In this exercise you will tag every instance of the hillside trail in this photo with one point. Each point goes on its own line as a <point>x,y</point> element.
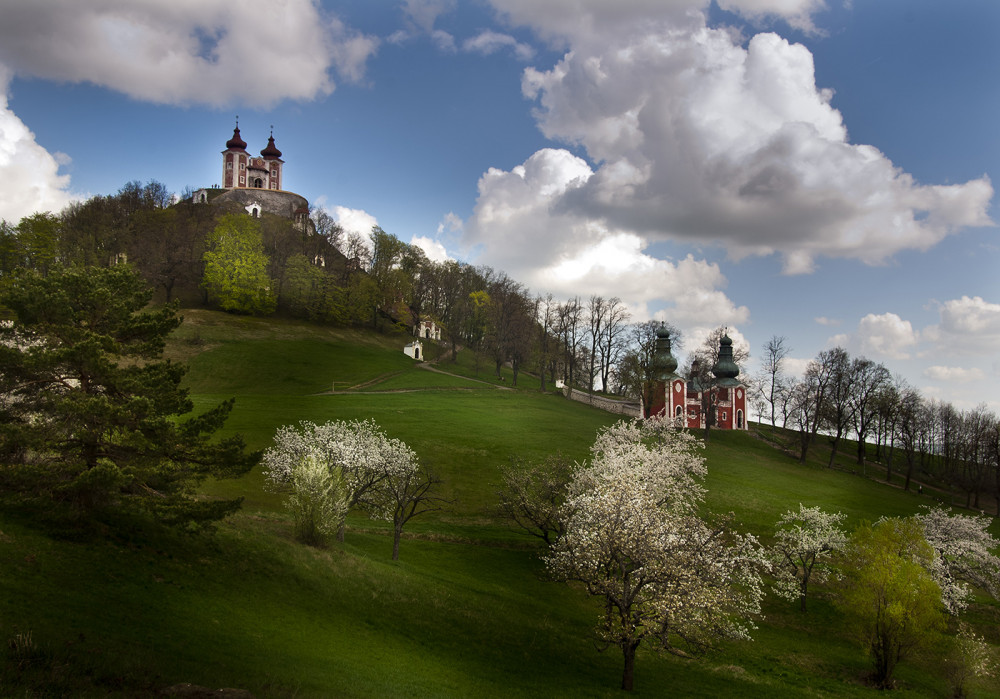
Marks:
<point>427,366</point>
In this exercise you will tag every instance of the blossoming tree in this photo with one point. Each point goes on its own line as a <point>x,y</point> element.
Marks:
<point>332,468</point>
<point>634,538</point>
<point>802,540</point>
<point>965,557</point>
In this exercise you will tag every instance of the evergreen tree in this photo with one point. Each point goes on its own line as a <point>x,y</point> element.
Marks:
<point>94,424</point>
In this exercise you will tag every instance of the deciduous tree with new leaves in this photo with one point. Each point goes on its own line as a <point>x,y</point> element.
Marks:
<point>891,597</point>
<point>803,539</point>
<point>633,538</point>
<point>366,468</point>
<point>533,494</point>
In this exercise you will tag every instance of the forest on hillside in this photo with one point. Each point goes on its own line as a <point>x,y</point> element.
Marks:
<point>216,256</point>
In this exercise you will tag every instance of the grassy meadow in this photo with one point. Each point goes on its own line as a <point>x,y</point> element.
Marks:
<point>465,612</point>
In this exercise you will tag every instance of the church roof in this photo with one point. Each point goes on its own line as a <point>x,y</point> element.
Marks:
<point>725,369</point>
<point>271,151</point>
<point>236,143</point>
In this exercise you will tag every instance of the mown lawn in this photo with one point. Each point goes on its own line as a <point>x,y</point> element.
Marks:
<point>466,611</point>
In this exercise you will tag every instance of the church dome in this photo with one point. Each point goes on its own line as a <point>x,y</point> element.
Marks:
<point>271,151</point>
<point>236,143</point>
<point>725,369</point>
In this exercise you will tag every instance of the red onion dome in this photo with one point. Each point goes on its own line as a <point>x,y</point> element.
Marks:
<point>236,143</point>
<point>271,150</point>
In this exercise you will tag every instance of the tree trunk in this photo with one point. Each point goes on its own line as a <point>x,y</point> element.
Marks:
<point>628,673</point>
<point>833,450</point>
<point>397,533</point>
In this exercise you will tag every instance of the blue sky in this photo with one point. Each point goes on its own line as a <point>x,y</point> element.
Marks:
<point>818,170</point>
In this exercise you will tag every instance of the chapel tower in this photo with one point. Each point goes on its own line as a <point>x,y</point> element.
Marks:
<point>240,170</point>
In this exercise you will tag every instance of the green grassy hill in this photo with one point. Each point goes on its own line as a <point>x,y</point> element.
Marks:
<point>464,612</point>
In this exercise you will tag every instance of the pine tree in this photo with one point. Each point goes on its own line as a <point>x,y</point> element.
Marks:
<point>94,424</point>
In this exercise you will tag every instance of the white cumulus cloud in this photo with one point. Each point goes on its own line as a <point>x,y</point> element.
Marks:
<point>32,177</point>
<point>434,250</point>
<point>698,137</point>
<point>357,221</point>
<point>520,226</point>
<point>954,374</point>
<point>968,325</point>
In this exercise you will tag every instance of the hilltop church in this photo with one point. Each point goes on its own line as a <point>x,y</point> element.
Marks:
<point>255,182</point>
<point>687,400</point>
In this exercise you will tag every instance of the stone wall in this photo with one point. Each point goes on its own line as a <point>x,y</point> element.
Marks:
<point>611,405</point>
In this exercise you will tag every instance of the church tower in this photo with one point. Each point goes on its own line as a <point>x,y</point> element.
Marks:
<point>668,394</point>
<point>731,395</point>
<point>240,170</point>
<point>272,162</point>
<point>235,160</point>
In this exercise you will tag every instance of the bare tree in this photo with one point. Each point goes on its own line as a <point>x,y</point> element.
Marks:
<point>867,381</point>
<point>597,309</point>
<point>570,318</point>
<point>613,338</point>
<point>838,414</point>
<point>772,371</point>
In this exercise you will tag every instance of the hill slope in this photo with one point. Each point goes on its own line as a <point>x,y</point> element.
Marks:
<point>465,612</point>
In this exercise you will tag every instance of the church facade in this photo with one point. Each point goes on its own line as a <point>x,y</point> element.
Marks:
<point>691,401</point>
<point>240,169</point>
<point>254,183</point>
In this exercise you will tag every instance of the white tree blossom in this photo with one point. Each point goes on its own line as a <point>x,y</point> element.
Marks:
<point>802,540</point>
<point>369,464</point>
<point>633,537</point>
<point>965,557</point>
<point>318,501</point>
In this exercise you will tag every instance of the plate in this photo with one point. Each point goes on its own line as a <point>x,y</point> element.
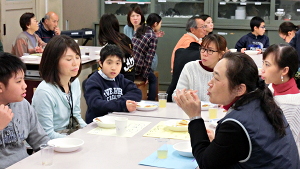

Problem to work on
Please report how many lines of the listing above contain the string "white", counting only matches in the same letter case, and reply with the number alone.

Worked answer
2